*Task goal*:
Which lines make up the answer? Those from the line with "I'm certain the memorial" through the end of the data; reproduce them exactly.

[Provided data — start]

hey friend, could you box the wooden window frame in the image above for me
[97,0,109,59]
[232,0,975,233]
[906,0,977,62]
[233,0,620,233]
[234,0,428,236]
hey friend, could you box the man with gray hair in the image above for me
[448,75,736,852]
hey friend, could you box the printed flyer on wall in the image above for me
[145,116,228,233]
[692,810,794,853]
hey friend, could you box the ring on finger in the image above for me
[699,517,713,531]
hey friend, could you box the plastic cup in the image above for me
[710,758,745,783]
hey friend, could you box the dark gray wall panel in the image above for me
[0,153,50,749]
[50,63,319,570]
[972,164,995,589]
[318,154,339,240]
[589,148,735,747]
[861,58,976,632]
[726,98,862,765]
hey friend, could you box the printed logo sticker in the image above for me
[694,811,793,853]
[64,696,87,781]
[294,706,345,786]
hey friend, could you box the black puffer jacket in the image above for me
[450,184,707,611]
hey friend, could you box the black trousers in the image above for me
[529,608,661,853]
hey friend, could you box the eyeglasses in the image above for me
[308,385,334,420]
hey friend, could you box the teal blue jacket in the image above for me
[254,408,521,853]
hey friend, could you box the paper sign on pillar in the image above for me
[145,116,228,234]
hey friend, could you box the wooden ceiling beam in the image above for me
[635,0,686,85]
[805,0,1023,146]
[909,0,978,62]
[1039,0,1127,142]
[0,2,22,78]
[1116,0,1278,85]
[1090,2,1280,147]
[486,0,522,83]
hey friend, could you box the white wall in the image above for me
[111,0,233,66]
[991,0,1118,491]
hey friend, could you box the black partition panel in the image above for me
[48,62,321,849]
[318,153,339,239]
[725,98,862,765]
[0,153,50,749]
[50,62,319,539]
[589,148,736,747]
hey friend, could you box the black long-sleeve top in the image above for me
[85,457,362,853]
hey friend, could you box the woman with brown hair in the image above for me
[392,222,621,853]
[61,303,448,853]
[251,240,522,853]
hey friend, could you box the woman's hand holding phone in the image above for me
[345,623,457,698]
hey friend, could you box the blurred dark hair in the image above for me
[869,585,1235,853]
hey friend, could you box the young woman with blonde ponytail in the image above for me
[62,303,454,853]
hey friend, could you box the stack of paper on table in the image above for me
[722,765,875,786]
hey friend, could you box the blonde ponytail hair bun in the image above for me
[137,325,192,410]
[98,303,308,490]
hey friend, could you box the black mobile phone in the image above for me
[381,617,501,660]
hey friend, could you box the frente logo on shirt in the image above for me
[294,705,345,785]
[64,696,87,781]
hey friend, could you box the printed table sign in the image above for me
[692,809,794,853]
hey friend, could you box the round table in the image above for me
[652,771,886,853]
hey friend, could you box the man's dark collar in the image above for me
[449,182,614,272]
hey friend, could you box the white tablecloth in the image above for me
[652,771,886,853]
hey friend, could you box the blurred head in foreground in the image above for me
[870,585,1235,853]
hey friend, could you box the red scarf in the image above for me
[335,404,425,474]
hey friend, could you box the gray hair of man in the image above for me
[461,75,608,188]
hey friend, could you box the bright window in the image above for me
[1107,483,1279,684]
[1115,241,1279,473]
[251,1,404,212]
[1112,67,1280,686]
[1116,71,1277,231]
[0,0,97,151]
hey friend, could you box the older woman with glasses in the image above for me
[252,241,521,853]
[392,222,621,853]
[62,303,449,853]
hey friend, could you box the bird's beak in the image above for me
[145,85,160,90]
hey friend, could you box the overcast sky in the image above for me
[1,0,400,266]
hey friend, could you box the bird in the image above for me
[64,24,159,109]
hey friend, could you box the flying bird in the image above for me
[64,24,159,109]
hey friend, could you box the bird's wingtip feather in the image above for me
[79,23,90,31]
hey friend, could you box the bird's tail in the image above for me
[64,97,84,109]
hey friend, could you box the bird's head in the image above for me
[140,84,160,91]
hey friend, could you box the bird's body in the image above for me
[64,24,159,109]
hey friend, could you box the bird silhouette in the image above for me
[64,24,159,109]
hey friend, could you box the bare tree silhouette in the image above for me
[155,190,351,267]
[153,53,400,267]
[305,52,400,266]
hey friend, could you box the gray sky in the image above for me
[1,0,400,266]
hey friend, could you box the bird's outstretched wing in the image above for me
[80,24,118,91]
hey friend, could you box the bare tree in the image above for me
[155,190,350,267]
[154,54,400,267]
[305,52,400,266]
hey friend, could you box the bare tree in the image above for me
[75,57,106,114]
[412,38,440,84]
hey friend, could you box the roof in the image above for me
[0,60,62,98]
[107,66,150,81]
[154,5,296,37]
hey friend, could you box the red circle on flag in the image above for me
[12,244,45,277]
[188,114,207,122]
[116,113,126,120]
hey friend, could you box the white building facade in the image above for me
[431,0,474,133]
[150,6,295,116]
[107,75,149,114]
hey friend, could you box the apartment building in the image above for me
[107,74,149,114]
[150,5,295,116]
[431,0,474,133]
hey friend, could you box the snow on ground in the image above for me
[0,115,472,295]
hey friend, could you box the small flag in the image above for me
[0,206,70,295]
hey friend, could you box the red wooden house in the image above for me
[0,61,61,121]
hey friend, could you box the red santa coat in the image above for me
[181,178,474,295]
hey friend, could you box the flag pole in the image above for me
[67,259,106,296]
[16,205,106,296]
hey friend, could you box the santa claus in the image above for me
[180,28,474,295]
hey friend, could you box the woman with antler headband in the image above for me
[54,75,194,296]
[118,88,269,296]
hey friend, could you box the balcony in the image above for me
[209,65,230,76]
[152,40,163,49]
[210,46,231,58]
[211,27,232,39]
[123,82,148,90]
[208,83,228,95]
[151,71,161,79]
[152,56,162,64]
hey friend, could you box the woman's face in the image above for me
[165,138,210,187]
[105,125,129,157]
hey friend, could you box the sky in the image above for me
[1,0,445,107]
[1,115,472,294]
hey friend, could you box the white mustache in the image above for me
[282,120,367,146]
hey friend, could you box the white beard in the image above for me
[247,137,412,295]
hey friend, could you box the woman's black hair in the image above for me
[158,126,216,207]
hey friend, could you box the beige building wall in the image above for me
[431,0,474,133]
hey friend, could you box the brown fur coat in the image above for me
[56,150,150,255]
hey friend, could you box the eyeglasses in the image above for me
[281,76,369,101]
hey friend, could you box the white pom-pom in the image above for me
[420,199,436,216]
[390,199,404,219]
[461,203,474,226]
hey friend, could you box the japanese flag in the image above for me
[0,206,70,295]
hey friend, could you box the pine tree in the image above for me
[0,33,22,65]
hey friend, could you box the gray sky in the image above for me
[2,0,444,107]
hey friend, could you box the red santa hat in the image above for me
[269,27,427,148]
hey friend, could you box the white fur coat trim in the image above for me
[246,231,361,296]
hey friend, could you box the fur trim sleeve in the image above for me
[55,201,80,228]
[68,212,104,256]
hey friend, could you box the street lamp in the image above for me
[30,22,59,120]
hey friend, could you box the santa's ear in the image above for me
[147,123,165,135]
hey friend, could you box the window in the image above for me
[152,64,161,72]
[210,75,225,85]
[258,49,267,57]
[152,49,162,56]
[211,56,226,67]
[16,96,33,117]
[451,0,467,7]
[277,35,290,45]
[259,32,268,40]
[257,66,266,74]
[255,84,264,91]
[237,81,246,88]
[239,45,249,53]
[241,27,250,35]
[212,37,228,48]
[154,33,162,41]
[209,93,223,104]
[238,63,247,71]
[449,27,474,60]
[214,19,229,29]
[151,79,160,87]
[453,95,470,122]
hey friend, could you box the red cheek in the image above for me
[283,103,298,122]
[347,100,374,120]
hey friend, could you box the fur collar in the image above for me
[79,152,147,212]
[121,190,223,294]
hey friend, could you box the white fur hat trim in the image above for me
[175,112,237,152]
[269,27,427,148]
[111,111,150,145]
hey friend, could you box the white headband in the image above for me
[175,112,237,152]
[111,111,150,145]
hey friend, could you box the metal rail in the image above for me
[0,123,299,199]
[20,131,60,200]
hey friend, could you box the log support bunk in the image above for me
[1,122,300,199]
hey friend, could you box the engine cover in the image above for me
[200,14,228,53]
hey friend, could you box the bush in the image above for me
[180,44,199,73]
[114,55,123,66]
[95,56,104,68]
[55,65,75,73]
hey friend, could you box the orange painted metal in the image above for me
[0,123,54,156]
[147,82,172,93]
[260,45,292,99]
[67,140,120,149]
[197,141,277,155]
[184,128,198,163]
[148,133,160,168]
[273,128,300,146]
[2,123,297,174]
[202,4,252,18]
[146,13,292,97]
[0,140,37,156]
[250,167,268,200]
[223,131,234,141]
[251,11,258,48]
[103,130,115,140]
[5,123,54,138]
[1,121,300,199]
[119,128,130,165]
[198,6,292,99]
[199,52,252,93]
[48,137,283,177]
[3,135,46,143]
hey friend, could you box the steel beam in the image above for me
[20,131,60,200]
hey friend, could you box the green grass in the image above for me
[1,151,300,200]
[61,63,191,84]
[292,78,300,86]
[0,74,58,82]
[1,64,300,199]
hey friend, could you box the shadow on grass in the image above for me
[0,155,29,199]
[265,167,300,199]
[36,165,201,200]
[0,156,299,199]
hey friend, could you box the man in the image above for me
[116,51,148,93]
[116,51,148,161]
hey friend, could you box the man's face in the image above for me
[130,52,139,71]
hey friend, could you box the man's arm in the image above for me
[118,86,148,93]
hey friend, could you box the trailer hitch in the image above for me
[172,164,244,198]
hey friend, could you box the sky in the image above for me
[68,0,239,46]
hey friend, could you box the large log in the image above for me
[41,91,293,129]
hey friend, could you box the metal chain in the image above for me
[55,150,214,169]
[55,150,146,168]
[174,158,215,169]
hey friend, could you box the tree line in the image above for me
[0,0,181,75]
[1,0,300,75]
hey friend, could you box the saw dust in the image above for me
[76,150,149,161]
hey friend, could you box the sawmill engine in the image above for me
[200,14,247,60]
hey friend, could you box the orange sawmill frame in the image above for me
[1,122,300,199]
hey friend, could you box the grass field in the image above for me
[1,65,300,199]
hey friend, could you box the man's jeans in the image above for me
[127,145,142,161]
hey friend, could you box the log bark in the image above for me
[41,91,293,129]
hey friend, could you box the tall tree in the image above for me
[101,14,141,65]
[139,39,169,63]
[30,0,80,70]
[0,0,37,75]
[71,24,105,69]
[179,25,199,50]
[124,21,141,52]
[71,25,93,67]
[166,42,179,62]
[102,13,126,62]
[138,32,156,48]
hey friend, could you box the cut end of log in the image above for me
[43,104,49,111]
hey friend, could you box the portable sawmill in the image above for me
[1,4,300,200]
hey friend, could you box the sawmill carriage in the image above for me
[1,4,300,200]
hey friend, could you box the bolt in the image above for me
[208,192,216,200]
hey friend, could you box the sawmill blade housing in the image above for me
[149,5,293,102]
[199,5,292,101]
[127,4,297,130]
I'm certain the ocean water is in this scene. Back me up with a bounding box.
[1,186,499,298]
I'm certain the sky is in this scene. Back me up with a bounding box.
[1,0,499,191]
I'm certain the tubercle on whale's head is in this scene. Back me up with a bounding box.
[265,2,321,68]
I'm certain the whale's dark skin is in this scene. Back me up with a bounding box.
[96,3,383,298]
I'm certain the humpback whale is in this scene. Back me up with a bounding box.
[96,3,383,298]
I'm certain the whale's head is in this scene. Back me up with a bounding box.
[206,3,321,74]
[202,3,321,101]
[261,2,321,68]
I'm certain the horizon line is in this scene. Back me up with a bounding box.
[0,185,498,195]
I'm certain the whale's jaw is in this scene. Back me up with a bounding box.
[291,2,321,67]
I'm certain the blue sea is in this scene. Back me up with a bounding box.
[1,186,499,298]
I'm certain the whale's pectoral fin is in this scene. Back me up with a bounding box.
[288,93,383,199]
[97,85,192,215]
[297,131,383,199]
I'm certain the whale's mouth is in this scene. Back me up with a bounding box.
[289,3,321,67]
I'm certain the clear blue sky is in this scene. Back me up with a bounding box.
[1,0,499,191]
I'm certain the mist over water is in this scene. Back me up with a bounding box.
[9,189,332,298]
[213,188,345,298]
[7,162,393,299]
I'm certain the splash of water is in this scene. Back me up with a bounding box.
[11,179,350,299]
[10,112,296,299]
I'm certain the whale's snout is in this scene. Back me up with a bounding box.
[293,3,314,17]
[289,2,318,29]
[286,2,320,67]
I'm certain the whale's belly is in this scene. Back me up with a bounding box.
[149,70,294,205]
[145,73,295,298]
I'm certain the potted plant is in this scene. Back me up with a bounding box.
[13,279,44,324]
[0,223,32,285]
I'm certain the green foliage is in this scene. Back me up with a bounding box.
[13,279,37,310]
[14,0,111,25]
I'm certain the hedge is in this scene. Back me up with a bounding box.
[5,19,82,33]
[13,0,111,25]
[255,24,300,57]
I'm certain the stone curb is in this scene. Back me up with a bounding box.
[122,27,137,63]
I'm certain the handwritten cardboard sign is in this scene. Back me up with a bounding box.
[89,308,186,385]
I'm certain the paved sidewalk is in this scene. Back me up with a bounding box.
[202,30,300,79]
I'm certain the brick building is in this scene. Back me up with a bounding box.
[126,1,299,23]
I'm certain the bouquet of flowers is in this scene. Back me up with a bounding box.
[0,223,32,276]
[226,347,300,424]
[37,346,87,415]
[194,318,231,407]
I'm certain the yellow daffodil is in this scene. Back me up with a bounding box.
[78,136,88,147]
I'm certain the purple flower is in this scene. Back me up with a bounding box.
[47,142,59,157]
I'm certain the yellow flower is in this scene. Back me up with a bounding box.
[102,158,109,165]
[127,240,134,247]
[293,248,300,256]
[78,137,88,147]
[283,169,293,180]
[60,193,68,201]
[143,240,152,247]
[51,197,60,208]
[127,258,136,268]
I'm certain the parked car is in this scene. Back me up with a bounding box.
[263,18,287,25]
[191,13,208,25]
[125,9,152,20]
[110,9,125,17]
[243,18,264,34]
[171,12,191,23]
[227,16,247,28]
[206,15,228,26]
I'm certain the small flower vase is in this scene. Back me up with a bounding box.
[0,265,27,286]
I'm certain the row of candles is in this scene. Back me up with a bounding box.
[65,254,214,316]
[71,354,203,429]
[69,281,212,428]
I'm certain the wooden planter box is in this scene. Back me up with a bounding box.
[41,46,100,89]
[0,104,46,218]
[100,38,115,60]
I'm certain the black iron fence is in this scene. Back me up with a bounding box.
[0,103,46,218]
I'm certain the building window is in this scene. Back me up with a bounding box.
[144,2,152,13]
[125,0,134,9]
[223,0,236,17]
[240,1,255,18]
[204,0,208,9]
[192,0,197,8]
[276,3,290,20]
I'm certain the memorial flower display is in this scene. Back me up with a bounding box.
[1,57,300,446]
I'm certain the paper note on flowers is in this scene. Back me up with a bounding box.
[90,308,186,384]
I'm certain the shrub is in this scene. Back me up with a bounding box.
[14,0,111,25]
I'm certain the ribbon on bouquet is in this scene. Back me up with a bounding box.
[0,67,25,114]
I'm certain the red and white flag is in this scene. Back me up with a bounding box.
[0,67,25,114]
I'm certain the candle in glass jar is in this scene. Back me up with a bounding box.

[Provided data — finish]

*Task response*:
I'm certain the memorial flower display is in this scene. Back me up with a bounding box.
[1,57,300,446]
I'm certain the paper note on flowers is in this scene. Back me up with a bounding box.
[90,308,186,384]
I'm certain the shrub is in this scene. Back me up with a bounding box.
[14,0,111,25]
I'm certain the ribbon on bouquet is in this scene. Back me up with a bounding box.
[0,67,25,114]
I'm certain the red and white flag is in this scene. Back me up with a bounding box.
[0,67,25,114]
I'm certain the candle in glass jar is in this scene. Back me up with a bounding box.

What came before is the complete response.